» Excerpt to read:
5. Learned counsel for the applicants contends that the District Board of Ballia has completely ignored the provisions of Clause (k), Sub-section (2), Section 174, inasmuch as, in prescribing the licence fee for the regulation of the trade in question, the board had paid no attention to the actual expenses incurred by it for the purpose of regulating it. It is urged that the licence fee which has been imposed is very much in excess of the amount needed for the regulation of the trade in question. It is clear from a perusal of the clause which has been referred to above that the licence fee contemplated by it is a fee which will only cover, more or less, the actual and special expenses incurred by the board in regulating the trade. It is well known that there is a basic difference between a tax and a licence fee. One of the main functions that boards have to perform is to regulate specified trades. For purposes of this regulation, they have been given powers of imposing a licence fee. This licence fee can be levied only for the purpose of meeting the probable expenses for the regulation of a particular trade or business andnot for the purpose of augmenting the general revenue.

» Requirement:
According to the passage on the Ballia licence fee, what is the only purpose for which a licence fee may be levied? The entries after this passage are separate material and have no connection to it.

» Extracted material:
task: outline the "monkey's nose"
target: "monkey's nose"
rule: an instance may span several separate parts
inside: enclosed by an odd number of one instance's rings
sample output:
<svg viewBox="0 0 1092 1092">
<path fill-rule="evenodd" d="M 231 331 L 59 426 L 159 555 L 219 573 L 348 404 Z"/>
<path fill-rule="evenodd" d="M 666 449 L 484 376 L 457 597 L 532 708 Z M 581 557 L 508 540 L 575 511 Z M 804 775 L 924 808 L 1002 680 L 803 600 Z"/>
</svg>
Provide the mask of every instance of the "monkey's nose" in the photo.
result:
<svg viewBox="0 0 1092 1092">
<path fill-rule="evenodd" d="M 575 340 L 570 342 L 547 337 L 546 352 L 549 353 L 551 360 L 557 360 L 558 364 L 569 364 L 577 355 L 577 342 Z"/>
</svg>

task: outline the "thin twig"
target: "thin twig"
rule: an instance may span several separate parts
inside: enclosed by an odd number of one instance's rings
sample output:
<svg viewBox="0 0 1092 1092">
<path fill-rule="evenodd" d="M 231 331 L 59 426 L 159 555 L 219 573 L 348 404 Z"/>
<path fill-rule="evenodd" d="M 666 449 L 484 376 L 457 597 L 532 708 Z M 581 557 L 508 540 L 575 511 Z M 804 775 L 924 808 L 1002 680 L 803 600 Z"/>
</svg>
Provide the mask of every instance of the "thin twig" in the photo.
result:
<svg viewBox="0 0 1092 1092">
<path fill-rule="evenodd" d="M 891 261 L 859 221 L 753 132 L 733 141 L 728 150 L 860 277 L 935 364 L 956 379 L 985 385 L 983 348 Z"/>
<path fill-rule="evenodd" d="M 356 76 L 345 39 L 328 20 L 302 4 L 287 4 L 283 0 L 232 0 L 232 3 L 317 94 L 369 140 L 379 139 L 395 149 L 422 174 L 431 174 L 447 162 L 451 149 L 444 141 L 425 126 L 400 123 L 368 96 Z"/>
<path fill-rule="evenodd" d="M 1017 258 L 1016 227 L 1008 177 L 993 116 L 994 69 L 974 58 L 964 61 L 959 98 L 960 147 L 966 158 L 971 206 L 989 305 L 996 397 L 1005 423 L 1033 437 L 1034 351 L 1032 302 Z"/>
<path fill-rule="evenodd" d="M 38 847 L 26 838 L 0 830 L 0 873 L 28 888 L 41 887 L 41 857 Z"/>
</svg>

» Expected answer:
To meet the probable expenses of regulating a particular trade or business, not to augment the general revenue.